───── Task data
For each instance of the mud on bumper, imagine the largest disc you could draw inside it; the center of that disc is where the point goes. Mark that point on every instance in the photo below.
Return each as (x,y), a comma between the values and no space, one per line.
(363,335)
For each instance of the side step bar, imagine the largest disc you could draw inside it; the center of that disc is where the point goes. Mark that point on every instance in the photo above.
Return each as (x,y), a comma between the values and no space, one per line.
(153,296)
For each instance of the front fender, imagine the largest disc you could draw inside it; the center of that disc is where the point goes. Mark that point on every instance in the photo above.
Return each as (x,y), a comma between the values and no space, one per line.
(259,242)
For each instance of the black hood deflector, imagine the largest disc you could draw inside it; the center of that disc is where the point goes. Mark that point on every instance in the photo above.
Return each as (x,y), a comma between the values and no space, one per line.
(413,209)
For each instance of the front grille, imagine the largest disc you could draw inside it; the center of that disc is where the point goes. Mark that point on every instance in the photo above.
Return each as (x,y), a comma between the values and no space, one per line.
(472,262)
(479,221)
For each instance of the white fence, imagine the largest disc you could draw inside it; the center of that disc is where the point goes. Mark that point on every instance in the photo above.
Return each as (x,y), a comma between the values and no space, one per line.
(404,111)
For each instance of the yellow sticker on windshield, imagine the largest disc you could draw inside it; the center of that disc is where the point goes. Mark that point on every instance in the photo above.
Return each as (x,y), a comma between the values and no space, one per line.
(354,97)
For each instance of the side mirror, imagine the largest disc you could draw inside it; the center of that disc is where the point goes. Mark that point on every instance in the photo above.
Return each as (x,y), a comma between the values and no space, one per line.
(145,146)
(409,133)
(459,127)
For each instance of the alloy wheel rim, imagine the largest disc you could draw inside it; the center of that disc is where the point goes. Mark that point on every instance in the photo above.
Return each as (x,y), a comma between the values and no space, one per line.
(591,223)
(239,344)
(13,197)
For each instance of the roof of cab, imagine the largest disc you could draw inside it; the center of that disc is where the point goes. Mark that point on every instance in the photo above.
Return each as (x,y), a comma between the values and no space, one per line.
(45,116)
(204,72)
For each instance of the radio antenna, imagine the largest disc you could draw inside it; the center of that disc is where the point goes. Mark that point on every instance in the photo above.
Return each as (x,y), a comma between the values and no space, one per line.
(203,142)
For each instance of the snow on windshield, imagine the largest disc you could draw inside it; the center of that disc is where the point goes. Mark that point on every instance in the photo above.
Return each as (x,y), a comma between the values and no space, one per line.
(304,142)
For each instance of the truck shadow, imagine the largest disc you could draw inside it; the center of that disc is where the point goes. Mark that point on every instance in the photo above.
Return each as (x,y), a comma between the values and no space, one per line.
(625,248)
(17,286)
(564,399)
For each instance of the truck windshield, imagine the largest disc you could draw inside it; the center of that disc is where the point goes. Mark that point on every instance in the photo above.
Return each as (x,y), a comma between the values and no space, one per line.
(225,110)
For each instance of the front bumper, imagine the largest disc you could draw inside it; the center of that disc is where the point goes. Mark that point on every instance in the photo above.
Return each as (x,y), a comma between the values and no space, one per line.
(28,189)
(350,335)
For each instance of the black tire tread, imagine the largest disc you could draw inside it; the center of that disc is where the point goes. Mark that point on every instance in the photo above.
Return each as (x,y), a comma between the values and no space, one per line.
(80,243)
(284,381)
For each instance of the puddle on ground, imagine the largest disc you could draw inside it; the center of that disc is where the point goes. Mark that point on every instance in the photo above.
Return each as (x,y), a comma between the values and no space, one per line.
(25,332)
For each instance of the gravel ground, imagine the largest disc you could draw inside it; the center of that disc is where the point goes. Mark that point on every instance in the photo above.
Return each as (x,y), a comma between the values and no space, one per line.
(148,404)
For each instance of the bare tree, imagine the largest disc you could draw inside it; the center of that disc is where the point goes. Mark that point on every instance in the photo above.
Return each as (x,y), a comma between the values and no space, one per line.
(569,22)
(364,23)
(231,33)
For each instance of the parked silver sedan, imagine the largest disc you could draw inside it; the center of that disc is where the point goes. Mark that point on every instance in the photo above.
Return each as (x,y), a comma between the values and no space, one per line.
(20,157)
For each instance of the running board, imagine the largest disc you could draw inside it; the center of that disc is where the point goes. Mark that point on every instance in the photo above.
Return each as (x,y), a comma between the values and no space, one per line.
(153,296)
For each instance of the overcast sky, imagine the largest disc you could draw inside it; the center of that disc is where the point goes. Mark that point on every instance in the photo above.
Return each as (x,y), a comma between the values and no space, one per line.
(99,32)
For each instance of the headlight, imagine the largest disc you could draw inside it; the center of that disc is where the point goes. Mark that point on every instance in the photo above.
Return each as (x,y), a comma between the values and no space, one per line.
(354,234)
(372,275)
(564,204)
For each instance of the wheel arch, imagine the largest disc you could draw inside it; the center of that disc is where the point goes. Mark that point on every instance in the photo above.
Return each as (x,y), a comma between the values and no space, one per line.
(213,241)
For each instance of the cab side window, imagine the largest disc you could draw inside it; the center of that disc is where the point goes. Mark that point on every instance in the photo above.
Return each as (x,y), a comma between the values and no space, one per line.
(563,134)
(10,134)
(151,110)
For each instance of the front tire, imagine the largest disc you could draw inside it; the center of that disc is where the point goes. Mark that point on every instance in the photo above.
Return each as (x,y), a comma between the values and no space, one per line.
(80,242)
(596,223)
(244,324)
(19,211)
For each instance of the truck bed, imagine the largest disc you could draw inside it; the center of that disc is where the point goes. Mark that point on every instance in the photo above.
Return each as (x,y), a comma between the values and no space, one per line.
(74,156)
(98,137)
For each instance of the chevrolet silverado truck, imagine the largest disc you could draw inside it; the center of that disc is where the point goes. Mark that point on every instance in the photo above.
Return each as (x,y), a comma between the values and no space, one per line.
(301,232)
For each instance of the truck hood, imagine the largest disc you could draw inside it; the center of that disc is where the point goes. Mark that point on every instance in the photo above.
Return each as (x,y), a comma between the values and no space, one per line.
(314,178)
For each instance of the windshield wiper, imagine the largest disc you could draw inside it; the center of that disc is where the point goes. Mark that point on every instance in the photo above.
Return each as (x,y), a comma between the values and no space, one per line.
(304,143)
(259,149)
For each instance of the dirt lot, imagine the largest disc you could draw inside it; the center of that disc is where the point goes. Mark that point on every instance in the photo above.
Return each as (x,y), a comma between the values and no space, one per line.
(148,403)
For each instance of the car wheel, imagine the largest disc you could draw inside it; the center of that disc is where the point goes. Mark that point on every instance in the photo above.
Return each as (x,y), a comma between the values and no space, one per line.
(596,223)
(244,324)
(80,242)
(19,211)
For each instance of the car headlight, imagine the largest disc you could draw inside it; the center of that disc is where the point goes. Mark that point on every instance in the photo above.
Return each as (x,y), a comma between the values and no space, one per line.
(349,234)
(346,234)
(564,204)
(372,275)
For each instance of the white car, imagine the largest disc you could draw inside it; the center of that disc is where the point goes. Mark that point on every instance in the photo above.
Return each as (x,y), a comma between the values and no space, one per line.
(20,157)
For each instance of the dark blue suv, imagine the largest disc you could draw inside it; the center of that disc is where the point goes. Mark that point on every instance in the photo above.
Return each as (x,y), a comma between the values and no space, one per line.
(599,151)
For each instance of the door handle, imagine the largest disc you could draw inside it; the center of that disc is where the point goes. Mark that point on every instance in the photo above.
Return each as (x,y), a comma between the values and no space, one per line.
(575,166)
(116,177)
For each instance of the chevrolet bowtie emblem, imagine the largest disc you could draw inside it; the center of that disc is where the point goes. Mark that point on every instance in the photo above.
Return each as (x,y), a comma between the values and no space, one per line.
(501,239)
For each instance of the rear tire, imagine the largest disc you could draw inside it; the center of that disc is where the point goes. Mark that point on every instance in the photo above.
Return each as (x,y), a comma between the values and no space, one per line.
──────────
# Description of the task
Convert all the records above into a JSON list of strings, one string per line and no entries for blank lines.

# Reply
[
  "For each instance of the mud on bumper, imagine the largest disc you could draw inside it; the center of that disc is where the point goes. Mark that point on every instance in the photo below.",
  "Return each as (x,y), a comma between the values and no space, one per line.",
  "(363,335)",
  "For each instance of the side step bar, imagine the largest disc you could draw inside it; the center of that disc is where the point goes. Mark that point on every instance in the photo above.",
  "Return each as (x,y), a comma between the values and no space, one per line.",
  "(153,296)",
  "For each instance of the front fender, imagine the largest disc you could draw inside it; the center of that disc is where the point goes. Mark that point on every instance in the photo above.",
  "Return each as (x,y), a comma between the values and no space, one per line.",
  "(259,242)",
  "For each instance of the black hood deflector, imagine the largest disc you could draw inside it; the center of that disc is where the point goes. Mark that point on every instance in the photo above.",
  "Return each as (x,y), a comma between the values and no space, one per line.",
  "(413,209)",
  "For each instance of the front grille, imagine the largest disc you could draw inside it; the center of that disc is where the point goes. Mark that point on every instance in the photo above.",
  "Return each as (x,y), a comma between the values and no space, one per line.",
  "(472,262)",
  "(479,221)",
  "For each instance of the white fence, imagine the largest disc you could draw inside it; the center of that disc is where the point goes. Mark that point on every instance in the photo above.",
  "Return each as (x,y), a comma between the values and no space, one per line.",
  "(404,111)",
  "For each instance of the yellow sticker on windshield, imagine the largest disc you could draw inside it; the center of that disc is where the point goes. Mark that point on every instance in the photo above.",
  "Return each as (x,y), a comma between the values and no space, one per line.",
  "(354,97)",
  "For each instance of the side mirror, imagine the largest disc you could draw inside it; the center of that disc is where the point goes. Mark that point on every instance in the photo above.",
  "Return each as (x,y), a comma between the values and no space, one per line.",
  "(145,146)",
  "(409,133)",
  "(459,127)",
  "For each instance of the alloy wheel rim, imagine the largest disc you could draw inside it; the center of that disc is where the point goes. Mark that point on every instance in the photo above.",
  "Return each as (x,y), a comma between the values and no space, one per line.",
  "(591,223)",
  "(239,344)",
  "(13,197)",
  "For each instance of the roof of cab, imagine the largest disc you could draw inside it; the center of that disc is where the point goes. Mark that point on every instance in the photo above.",
  "Return each as (x,y), a comma between the values and no space, one per line.",
  "(45,116)",
  "(204,72)",
  "For each instance of the radio antenna, imagine the largest disc you could draw inside it; the center of that disc is where the point goes. Mark that point on every instance in the photo above.",
  "Return each as (x,y), a comma between the values and no space, one per line.",
  "(203,142)",
  "For each instance of the snow on windshield, imagine the largest disc you could draw inside it; the center of that disc is where the point goes. Mark that point on every instance in the photo above.",
  "Return each as (x,y), a comma between the values and no space, one per line.",
  "(304,142)",
  "For each instance of the truck shadow, imagine the largest disc you could draw inside it; the center of that disc is where the point goes. Mark that point on every instance in the photo above.",
  "Return each as (x,y), a comma between the values and no space, one per line.",
  "(625,248)",
  "(17,286)",
  "(564,399)",
  "For each instance of the truck windshield, imagine the largest disc you could draw inside it; the center of that disc is where the point goes. Mark that point on every instance in the photo above.",
  "Return each as (x,y), a comma between the values and no space, one per line.",
  "(225,110)",
  "For each instance of the front bumper, imagine the largest disc you could draw inside it; the center of that disc is where the point goes. Mark that point on every instance in the photo above.",
  "Return each as (x,y), a comma between the values and no space, one per line.",
  "(28,189)",
  "(350,335)",
  "For each instance of the black tire tread, imagine the largest disc you could draw inside it; the center of that disc is where the point goes. Mark that point on every instance in the photo above.",
  "Return each as (x,y), a comma between the values and no space, one per line.",
  "(80,243)",
  "(284,381)",
  "For each instance of the puddle on ground, imagine the largest disc you could draw inside it; the center of that disc is where the point goes. Mark that point on every instance in the photo above.",
  "Return each as (x,y), a comma between the values and no space, one per line.",
  "(25,332)",
  "For each instance of the gravel ground, imagine the largest disc you could draw inside it; the center of that disc is where the point goes. Mark that point on every instance in the photo above.",
  "Return each as (x,y), a comma between the values and no space, one per line.",
  "(148,404)",
  "For each instance of the bare tree, imagine the largest disc you could draw inside it; the center of that disc is where the point goes. Mark that point on every instance in the photo above.",
  "Return each as (x,y), a comma between the values and no space, one per line.",
  "(569,22)",
  "(364,23)",
  "(231,33)",
  "For each instance of the parked silver sedan, imagine the largest disc you could draw inside it; the center of that disc is where the point goes. Mark that point on every instance in the photo above.",
  "Return each as (x,y), a comma between the values and no space, one per line.",
  "(20,157)",
  "For each instance of the running board, imagine the largest disc you could draw inside it; the center of that disc is where the point goes. Mark that point on every instance in the photo above.",
  "Return each as (x,y), a comma between the values and no space, one per line.",
  "(153,296)",
  "For each instance of the overcast sky, imagine the largest disc you could draw inside it; the center of that disc is where the point goes. Mark that point on every instance in the photo above.",
  "Return each as (x,y), a comma between the values and no space, one per line.",
  "(99,32)",
  "For each instance of the headlight, imagine the largest disc you could draw inside it; the center of that disc is where the point goes. Mark that point on every instance in the photo above.",
  "Return each as (x,y), a comma between the values and no space, one per line.",
  "(354,234)",
  "(372,275)",
  "(564,204)",
  "For each instance of the wheel arch, imagine the largest disc you could draw inside it; the center of that disc is where the point goes. Mark that point on every instance in the photo above.",
  "Return each as (x,y), a comma between the values and no space, one per line.",
  "(213,241)",
  "For each instance of the cab side window, imagine the largest disc you could draw inside it; the center of that disc is where the point goes. Mark that point on every instance in the photo above.",
  "Return each as (x,y), a comma between the values and no space, one per line.",
  "(563,134)",
  "(10,134)",
  "(151,110)",
  "For each instance of the front tire, imagine the largest disc you could draw inside it; the center of that disc is where the point goes. Mark that point on every instance in the photo above.",
  "Return each as (x,y), a comma between the values and no space, one per line.",
  "(80,242)",
  "(596,223)",
  "(244,324)",
  "(19,211)",
  "For each instance of the truck bed, imagine the largest disc you could draw inside it; the center of that disc is where the point goes. Mark that point on every instance in the photo above.",
  "Return each as (x,y), a comma between the values and no space, one per line.",
  "(74,156)",
  "(98,137)",
  "For each instance of the chevrolet silverado truck, imagine the largest disc you could draw inside it; the center of that disc is where the point goes. Mark that point on every instance in the photo above.",
  "Return each as (x,y), a comma between the values and no space, one per line.",
  "(301,232)",
  "For each instance of the truck hood, imagine the largest disc you could draw inside it; the center of that disc is where the point goes. Mark that point on every instance in the photo above.",
  "Return each as (x,y), a comma between the values and no space, one per line.",
  "(314,178)",
  "For each instance of the windshield wiper, imagine the largest disc you could draw inside it; the center of that disc is where the point goes. Mark that point on every instance in the photo above.",
  "Return each as (x,y), a comma between the values and no space, one per line.",
  "(304,143)",
  "(259,149)",
  "For each instance of the dirt lot, imagine the largest disc you could draw inside it; the center of that disc is where the point goes. Mark that point on every instance in the photo above.",
  "Return each as (x,y), a comma between the values and no space, one per line.",
  "(148,403)",
  "For each instance of the car wheel, imagine the largest disc you could draw inside it; the center of that disc is where the point goes. Mark that point on every instance in the photo above.",
  "Return each as (x,y), a comma between the values and no space, one per line.",
  "(596,223)",
  "(244,324)",
  "(80,242)",
  "(19,211)",
  "For each instance of the car headlight, imagine the largest disc you could draw inside it; the center of that disc is where the point goes. Mark that point on every instance in the photo above.",
  "Return each as (x,y), a comma between the values and no space, one per line.",
  "(349,234)",
  "(346,234)",
  "(564,204)",
  "(372,275)",
  "For each instance of the white car, imagine the largest disc you could draw inside it; the center of that disc is where the point goes. Mark that point on every instance in the photo above.",
  "Return each as (x,y), a comma between the values and no space, one per line.",
  "(20,157)",
  "For each instance of the dark blue suv, imagine the largest disc you could draw inside it; the center of that disc is where the point goes. Mark that point on every instance in the photo above.",
  "Return each as (x,y), a comma between the values and no space, one per line.",
  "(599,151)",
  "For each instance of the door handle, imagine the largest disc you could draw inside it; the center of that disc is where the point goes. Mark that point on every instance in the photo above.",
  "Return each as (x,y), a comma between the values and no space, one per line.",
  "(575,166)",
  "(116,177)",
  "For each instance of the chevrolet bowtie emblem, imagine the largest disc you could draw inside it; the center of that disc is where the point goes. Mark that point on every instance in the photo above.",
  "Return each as (x,y), a comma between the values and no space, one per line.",
  "(501,239)",
  "For each instance of the rear tire, imagine the largest disc you could draw inside it; the center of that disc is where the point goes. Mark that point on every instance in the photo above.",
  "Return each as (x,y), a comma between the values and no space, one per line."
]